▶ **INSTRUÇÃO 1**:
Digite novamente, sem nenhuma alteração, as linhas das entradas que vão da linha com "Question. Mark every instance of the scarecrow's" até a linha com "x=609 y=384", incluindo as duas.

━━ TEXTO CITADO ━━

Em maio de 2015
“Ah, se a juventude que esta brisa canta/ ficasse aqui comigo mais um pouco/ Eu poderia esquecer a dor/ De ser tão só, para ser um sonho”. Os versos da música “Eu e a brisa”, de Johnny Alf, embalaram o romance de Dona Flor e Vadinho, na minissérie “Dona Flor e Seus Dois Maridos” (1998), reapresentada na última semana numa nova roupagem para o especial de 50 anos da Rede Globo. Apesar da versão mutilada, já que não é nada fácil transformar 20 capítulos em dois episódios, sempre é bom rever Dona Flor.
Gosto tanto desta trama que já assisti à versão inédita e todas as reprises da minissérie, fui ver a peça há alguns anos, vi e revi o filme, assim como já fiz a leitura do livro que originou todas as outras produções. E por mais de uma vez.
Eu, particularmente, acredito que Dona Flor é a obra mais complexa de Jorge Amado. Defendo esta ideia pelo conflito sentimental em que vive nossa protagonista. A trama, em si, poderia ser comparada a tantas similares, se não fosse o tempero baiano que Amado coloca para conduzir a narrativa. Característica mantida em todas as versões.
Ao entrar na casa de Flor, nós, todos nós, sentimos que estamos na sala de alguém bem próximo. Seja no livro, filme, minissérie ou peça. É só tirar os sapatos para não sujar o assoalho encerado e pedir um copo de água fresca, do filtro de barro, para prosear com Flor. Ela adiou as aulas da sua escola de culinária “Sabor e Arte”, que funciona em sua sala, para nos receber. E preparou moqueca de siri mole, banhada no azeite de dendê, e arroz fresquinho para o almoço. De sobremesa, bolo de puba.
E nossa professora de culinária tem uma dúvida que abre o livro e também seu coração: por que o paladar humano precisa do doce e do salgado? Por que ela, Florípedes Paiva Madureira (ou seria Dona Flor dos Guimarães?) precisa dos dois maridos? Um coração pode se dividir entre dois amores?
Flor vive uma tórrida paixão com Vadinho. Tímida, porém sensual, ela se envolve com o jeito alegre e sedutor do malandro, letrado em vadiagem, que ia ganhando seu corpo e coração sem pedir licença. A marca deste romance é a intensidade.
Vadinho leva Flor ao delírio. E ao altar. Mas também vai do 8 ao 8000. Nomeado como fiscal de jardins pela Prefeitura de Salvador, Vadinho batia ponto era nos bares, nos cassinos e nas camas das prostitutas. Dona Rosilda, sua sogra, era a maior inimiga porque o dinheiro que sustentava a casa era o que Flor ganhava na escola de culinária. E o juízo ele perdia a cada noite, a cada amante, a cada esquina. Se é que um dia teve!

━━━
━━ CONJUNTO DE DADOS ━━

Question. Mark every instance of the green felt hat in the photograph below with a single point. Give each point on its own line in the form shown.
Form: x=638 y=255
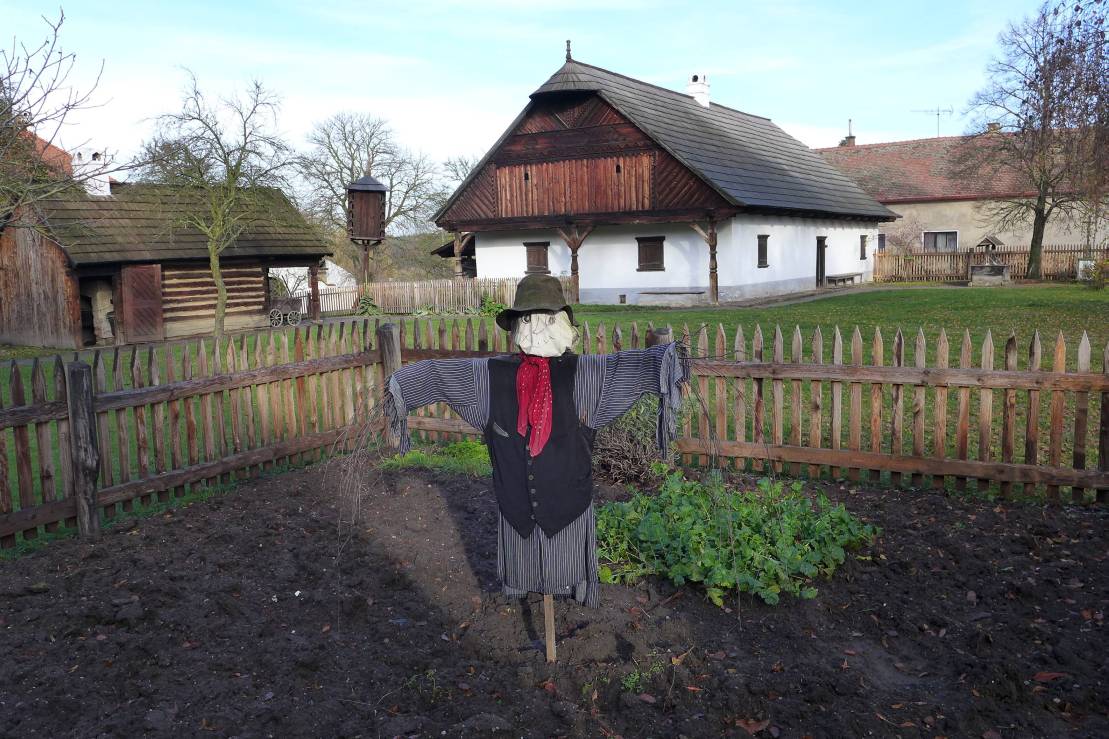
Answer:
x=535 y=293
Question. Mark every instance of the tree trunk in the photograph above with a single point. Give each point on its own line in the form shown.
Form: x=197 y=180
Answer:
x=221 y=292
x=1036 y=250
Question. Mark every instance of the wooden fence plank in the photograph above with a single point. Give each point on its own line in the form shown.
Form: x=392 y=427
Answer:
x=897 y=414
x=739 y=354
x=963 y=422
x=720 y=386
x=816 y=402
x=985 y=407
x=877 y=358
x=921 y=358
x=1058 y=406
x=21 y=434
x=62 y=435
x=1009 y=412
x=836 y=431
x=759 y=425
x=939 y=412
x=1102 y=493
x=855 y=412
x=158 y=428
x=796 y=355
x=43 y=445
x=1081 y=416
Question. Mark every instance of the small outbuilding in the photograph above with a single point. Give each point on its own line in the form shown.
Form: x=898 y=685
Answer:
x=78 y=270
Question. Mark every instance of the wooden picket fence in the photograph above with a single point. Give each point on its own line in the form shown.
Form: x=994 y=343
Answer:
x=453 y=295
x=171 y=417
x=1058 y=263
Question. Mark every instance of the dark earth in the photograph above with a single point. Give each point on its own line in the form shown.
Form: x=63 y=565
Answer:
x=244 y=616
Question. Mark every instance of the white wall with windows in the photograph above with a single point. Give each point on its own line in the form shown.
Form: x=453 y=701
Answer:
x=609 y=260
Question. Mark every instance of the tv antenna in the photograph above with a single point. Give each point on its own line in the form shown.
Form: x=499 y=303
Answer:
x=937 y=112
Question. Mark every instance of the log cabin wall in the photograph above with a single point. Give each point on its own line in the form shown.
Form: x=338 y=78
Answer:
x=577 y=155
x=189 y=297
x=39 y=300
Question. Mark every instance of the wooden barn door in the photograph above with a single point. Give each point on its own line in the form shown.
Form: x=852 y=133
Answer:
x=141 y=293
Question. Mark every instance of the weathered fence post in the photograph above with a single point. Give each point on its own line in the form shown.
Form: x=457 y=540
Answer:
x=388 y=343
x=660 y=335
x=84 y=449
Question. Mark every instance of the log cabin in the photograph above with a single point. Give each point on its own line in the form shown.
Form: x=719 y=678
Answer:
x=78 y=270
x=647 y=195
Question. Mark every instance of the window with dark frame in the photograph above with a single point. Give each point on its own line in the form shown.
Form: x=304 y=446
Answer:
x=650 y=253
x=537 y=256
x=940 y=241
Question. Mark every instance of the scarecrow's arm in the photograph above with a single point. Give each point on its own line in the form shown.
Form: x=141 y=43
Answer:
x=463 y=384
x=609 y=384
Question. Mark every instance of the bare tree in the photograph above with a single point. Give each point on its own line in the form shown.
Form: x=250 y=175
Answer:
x=347 y=145
x=36 y=100
x=225 y=155
x=1033 y=118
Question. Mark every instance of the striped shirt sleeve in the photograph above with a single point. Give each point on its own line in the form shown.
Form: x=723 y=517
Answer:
x=607 y=385
x=463 y=384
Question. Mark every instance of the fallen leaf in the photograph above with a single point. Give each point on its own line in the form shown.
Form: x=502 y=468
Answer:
x=752 y=726
x=1047 y=677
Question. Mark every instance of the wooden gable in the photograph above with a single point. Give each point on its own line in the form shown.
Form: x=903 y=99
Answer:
x=576 y=155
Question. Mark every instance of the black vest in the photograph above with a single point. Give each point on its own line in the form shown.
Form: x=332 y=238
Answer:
x=557 y=486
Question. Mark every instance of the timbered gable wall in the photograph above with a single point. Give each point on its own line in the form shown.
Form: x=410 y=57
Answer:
x=578 y=155
x=189 y=297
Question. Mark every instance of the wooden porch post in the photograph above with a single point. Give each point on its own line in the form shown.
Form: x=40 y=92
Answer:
x=573 y=240
x=710 y=238
x=314 y=296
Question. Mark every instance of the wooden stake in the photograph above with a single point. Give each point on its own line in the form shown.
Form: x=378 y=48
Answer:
x=549 y=626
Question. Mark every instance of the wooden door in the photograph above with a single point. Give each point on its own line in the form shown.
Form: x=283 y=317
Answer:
x=821 y=245
x=141 y=294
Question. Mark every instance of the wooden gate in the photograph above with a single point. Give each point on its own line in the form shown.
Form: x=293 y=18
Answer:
x=141 y=294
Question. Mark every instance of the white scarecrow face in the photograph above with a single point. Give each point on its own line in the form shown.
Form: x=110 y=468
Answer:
x=543 y=334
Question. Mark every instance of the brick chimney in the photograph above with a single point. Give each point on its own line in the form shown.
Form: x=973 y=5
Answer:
x=698 y=88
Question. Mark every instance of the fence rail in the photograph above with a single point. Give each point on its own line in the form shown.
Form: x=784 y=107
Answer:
x=172 y=417
x=1058 y=263
x=454 y=295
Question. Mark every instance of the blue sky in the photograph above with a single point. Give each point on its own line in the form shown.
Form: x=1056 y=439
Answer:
x=450 y=76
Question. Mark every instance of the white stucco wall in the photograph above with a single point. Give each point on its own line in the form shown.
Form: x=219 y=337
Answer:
x=608 y=260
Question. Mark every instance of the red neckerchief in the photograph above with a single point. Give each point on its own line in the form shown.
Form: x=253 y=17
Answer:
x=533 y=400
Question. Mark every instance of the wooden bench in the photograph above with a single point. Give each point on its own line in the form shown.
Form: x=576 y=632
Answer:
x=845 y=279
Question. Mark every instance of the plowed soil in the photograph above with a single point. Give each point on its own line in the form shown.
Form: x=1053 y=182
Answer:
x=244 y=616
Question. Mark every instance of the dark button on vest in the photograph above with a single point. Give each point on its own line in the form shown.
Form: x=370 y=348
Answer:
x=556 y=487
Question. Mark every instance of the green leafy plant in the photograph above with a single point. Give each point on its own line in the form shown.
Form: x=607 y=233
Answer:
x=367 y=306
x=465 y=457
x=1096 y=274
x=769 y=542
x=489 y=306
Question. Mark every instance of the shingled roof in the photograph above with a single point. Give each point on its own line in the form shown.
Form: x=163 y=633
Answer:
x=146 y=223
x=923 y=170
x=749 y=160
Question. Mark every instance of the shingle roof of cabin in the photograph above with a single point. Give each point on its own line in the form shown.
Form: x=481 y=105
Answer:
x=146 y=223
x=922 y=170
x=749 y=160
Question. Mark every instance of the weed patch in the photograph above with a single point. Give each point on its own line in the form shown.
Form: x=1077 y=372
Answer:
x=767 y=542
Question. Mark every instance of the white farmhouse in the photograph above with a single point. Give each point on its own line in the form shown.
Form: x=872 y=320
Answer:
x=647 y=195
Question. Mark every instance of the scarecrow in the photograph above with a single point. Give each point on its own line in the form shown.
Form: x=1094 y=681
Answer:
x=538 y=412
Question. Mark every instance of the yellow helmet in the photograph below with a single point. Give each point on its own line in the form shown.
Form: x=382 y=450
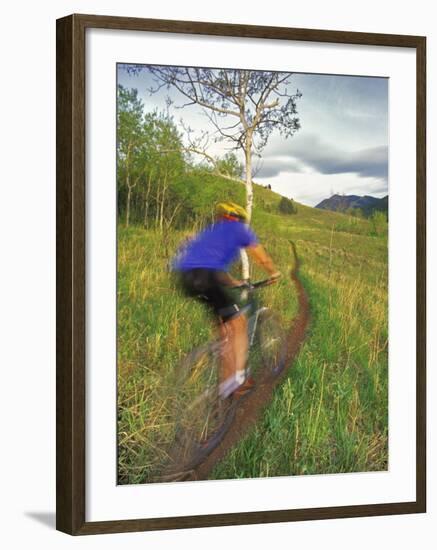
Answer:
x=231 y=209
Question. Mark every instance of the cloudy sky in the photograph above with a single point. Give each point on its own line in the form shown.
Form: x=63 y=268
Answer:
x=342 y=146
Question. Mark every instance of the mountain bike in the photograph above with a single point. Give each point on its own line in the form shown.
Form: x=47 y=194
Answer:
x=202 y=417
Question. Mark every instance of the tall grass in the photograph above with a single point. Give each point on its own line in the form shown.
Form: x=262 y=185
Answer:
x=330 y=413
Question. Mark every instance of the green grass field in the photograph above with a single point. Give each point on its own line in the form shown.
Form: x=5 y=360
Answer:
x=330 y=414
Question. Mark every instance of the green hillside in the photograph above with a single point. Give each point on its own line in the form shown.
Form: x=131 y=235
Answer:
x=330 y=413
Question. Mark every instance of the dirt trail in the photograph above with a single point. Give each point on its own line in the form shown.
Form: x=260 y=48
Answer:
x=251 y=407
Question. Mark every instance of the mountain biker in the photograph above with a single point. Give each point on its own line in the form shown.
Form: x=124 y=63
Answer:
x=203 y=265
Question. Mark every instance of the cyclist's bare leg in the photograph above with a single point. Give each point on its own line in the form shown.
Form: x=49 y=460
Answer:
x=235 y=344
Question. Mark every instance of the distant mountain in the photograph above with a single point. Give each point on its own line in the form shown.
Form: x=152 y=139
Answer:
x=342 y=203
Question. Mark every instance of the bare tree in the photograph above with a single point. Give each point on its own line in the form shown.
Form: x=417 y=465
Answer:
x=243 y=107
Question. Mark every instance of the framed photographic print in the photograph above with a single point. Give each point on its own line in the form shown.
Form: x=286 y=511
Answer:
x=240 y=274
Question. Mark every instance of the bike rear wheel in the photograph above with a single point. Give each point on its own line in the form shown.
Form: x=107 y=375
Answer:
x=201 y=418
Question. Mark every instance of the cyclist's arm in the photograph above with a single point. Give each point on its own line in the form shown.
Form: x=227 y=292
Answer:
x=260 y=256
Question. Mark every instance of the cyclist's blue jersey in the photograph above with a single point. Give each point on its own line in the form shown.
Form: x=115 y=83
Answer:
x=216 y=247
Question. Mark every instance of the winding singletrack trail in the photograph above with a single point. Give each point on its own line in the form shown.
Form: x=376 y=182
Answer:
x=251 y=406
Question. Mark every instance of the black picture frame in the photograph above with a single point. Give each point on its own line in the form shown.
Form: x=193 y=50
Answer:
x=71 y=279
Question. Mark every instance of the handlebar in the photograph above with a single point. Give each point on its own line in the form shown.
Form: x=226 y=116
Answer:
x=258 y=284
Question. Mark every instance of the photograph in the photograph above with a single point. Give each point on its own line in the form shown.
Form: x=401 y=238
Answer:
x=252 y=273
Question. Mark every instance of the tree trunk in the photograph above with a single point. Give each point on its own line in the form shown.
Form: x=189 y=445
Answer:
x=146 y=206
x=245 y=268
x=164 y=189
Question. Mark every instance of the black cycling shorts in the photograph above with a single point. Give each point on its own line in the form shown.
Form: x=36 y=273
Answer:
x=210 y=287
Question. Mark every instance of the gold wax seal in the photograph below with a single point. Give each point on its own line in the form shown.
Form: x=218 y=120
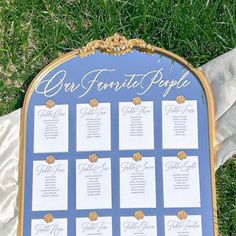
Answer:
x=180 y=99
x=137 y=156
x=50 y=104
x=137 y=101
x=93 y=216
x=182 y=215
x=139 y=215
x=182 y=155
x=48 y=218
x=50 y=159
x=93 y=102
x=93 y=158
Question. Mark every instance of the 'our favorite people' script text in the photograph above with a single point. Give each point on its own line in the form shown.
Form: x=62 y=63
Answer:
x=94 y=79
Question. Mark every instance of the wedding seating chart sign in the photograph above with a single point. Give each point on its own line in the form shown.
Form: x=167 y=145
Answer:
x=116 y=140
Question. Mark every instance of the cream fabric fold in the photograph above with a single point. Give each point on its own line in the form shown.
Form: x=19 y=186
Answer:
x=221 y=73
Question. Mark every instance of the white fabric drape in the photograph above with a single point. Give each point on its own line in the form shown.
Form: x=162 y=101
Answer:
x=221 y=73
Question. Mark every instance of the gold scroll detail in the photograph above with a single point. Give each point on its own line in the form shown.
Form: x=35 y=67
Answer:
x=116 y=45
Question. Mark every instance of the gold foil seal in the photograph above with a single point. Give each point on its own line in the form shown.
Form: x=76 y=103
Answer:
x=94 y=102
x=50 y=104
x=50 y=159
x=182 y=155
x=93 y=216
x=180 y=99
x=137 y=156
x=182 y=215
x=139 y=215
x=137 y=101
x=93 y=158
x=48 y=218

━━━

▶ **INSTRUÇÃO 2**:
Reproduza fielmente o trecho do texto sobre Dona Flor que vai de "Flor vive uma" a "é a intensidade.".

▶ **RESPOSTA DO EXERCÍCIO 1**:
Question. Mark every instance of the scarecrow's arm in the photograph above with a single point. Give each point on its own line in the form shown.
Form: x=141 y=43
Answer:
x=463 y=384
x=609 y=384

▶ **RESPOSTA DO EXERCÍCIO 2**:
Flor vive uma tórrida paixão com Vadinho. Tímida, porém sensual, ela se envolve com o jeito alegre e sedutor do malandro, letrado em vadiagem, que ia ganhando seu corpo e coração sem pedir licença. A marca deste romance é a intensidade.